Exercise prompt ->
List every line of the listing below that contains the word "surface".

>> Start Information given

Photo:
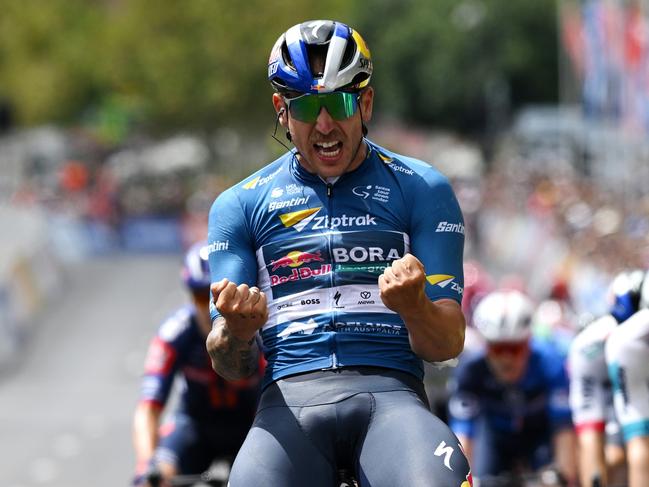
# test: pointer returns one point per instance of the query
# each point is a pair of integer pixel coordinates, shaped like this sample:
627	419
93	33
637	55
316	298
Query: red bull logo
295	259
302	273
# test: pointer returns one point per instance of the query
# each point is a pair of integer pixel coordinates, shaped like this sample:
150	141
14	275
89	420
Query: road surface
66	407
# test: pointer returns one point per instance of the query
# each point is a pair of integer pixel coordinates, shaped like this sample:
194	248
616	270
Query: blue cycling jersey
178	349
317	248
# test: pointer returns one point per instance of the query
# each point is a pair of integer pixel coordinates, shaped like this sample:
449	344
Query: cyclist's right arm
238	308
588	401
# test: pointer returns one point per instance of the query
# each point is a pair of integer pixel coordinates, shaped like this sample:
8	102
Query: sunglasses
340	105
516	348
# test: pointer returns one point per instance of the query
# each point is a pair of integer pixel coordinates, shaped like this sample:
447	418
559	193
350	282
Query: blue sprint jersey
317	249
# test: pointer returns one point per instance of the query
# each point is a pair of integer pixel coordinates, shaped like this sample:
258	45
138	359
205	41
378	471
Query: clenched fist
244	308
402	284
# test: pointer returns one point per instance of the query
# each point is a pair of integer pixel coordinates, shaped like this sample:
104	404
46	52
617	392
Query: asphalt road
66	407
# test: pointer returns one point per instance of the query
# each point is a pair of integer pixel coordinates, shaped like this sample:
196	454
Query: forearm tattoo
232	358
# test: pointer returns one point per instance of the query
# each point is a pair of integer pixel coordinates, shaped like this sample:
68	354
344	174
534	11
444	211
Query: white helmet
504	316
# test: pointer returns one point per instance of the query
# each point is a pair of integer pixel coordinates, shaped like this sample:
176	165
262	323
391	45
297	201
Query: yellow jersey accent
295	217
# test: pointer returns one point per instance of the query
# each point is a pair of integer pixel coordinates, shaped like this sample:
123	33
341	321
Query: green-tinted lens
339	105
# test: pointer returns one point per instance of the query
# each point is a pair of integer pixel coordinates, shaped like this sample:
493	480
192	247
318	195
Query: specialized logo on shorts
468	482
299	219
295	258
443	280
365	298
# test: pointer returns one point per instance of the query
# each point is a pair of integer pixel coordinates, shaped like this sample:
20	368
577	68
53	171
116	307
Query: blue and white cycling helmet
348	62
196	271
630	293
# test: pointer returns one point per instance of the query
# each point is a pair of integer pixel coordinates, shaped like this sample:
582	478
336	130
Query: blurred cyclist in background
601	446
212	415
342	260
627	360
509	402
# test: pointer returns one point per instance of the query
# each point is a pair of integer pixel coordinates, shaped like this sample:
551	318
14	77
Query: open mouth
328	149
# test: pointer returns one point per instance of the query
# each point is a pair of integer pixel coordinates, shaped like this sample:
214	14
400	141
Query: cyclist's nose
324	123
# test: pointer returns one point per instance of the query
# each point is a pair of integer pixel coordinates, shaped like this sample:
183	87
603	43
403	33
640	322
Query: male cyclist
343	261
509	402
627	360
212	415
598	424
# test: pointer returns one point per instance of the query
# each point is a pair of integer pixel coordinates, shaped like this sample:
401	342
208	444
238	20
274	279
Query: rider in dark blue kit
509	402
342	262
213	415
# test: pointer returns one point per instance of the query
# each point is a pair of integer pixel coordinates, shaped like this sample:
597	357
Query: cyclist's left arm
436	325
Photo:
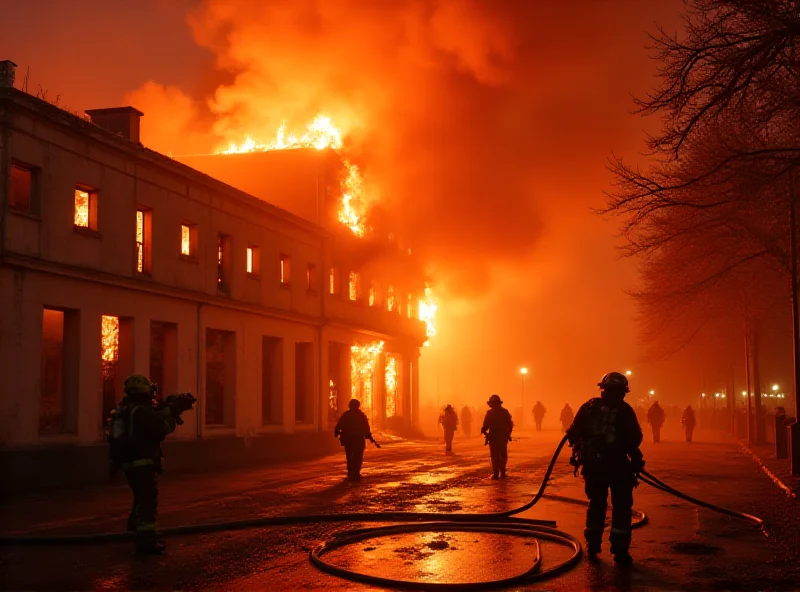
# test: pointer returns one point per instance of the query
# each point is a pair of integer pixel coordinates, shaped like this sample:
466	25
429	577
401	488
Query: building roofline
58	116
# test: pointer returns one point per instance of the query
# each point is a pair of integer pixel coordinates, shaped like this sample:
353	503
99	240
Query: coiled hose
505	523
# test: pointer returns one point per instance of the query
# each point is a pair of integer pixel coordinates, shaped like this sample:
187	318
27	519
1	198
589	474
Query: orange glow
390	303
427	313
186	240
319	134
81	208
363	360
391	386
353	208
109	343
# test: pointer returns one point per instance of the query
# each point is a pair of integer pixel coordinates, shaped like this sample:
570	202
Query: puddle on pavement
456	557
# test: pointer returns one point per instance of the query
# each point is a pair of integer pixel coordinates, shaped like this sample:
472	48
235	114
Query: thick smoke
431	95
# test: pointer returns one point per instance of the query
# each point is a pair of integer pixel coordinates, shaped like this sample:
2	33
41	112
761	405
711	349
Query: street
681	547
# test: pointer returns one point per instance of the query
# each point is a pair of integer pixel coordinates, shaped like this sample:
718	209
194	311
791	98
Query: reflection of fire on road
363	361
391	386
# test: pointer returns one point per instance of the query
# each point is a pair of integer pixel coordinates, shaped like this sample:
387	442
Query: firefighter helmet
494	400
138	384
614	381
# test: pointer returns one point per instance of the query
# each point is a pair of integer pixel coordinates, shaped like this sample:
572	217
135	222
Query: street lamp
523	372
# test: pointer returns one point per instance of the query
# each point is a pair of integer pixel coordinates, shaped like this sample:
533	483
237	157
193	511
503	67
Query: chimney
123	121
8	71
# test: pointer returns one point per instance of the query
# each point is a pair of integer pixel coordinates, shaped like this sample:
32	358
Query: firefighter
538	415
656	418
466	421
449	422
146	429
566	417
688	422
353	431
497	427
605	437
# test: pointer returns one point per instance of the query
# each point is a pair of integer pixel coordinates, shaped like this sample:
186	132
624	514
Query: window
223	257
85	208
143	241
355	285
304	383
58	398
220	377
333	287
164	356
253	261
188	240
373	293
286	270
271	380
311	277
22	186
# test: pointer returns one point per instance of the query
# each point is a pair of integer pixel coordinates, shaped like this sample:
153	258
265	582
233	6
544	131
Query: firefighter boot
594	538
149	544
620	544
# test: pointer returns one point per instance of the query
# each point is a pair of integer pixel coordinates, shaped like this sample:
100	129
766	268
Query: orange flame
363	360
427	313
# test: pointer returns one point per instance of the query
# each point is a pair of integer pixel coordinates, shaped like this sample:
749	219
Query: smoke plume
430	95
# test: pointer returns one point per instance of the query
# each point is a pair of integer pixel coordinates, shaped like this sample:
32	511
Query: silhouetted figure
605	437
145	427
566	417
656	418
688	422
466	421
538	415
497	427
449	422
353	431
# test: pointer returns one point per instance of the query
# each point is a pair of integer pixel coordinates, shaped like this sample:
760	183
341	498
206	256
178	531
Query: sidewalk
777	469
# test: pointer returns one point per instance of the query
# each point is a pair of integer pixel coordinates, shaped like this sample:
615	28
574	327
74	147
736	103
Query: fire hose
503	523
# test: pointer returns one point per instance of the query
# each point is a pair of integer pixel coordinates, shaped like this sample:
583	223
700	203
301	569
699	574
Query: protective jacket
497	424
449	420
607	436
147	429
353	425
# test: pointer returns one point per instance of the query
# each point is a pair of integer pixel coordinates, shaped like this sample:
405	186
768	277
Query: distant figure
353	431
538	415
497	427
449	421
656	418
566	417
605	438
466	421
688	422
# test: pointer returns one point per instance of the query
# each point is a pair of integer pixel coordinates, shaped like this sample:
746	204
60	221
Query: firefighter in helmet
497	427
605	437
146	428
353	431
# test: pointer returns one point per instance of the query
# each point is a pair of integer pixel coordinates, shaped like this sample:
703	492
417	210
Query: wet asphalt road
681	548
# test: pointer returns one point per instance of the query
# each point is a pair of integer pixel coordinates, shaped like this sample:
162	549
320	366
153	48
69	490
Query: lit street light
523	372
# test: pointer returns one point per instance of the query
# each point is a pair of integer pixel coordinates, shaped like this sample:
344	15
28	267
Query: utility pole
795	468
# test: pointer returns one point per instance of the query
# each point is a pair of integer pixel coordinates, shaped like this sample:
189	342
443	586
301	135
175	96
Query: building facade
115	259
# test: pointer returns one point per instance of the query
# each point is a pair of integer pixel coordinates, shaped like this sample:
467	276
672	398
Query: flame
427	313
353	209
363	360
319	134
391	386
81	208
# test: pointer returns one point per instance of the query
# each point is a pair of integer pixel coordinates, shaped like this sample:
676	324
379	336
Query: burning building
248	284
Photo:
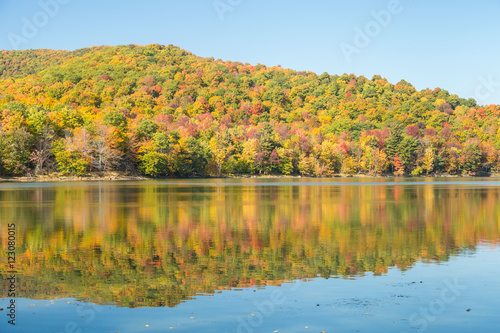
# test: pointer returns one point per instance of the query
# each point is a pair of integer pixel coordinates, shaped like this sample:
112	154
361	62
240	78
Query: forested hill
161	111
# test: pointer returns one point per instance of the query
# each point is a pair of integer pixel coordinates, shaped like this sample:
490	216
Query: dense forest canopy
162	111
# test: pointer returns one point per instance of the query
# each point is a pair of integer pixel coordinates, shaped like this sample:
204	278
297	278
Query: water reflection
159	243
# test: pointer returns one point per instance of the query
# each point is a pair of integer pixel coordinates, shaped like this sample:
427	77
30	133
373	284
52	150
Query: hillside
161	111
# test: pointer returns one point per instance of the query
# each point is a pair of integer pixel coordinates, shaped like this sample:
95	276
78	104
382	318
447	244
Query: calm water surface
273	255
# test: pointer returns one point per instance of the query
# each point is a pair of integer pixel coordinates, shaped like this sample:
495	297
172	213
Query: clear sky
453	45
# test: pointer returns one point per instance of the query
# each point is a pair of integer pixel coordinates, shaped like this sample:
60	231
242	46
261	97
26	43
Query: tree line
161	111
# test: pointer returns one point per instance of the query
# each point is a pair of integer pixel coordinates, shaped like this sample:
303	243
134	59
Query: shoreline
122	176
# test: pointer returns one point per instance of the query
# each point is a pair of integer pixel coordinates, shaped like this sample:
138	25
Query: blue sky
451	45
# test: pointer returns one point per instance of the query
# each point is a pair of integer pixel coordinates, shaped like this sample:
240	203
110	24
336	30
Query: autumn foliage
161	111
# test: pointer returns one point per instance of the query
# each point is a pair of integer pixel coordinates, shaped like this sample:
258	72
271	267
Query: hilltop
161	111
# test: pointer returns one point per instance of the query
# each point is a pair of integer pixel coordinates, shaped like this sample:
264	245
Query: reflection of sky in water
153	247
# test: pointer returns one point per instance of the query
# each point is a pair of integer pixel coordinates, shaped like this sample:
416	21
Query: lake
252	255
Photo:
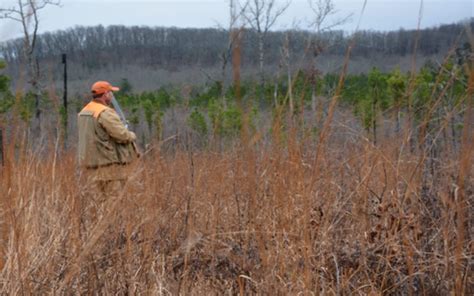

>> End Information given

Written reply ->
Query: road surface
Query: calm water surface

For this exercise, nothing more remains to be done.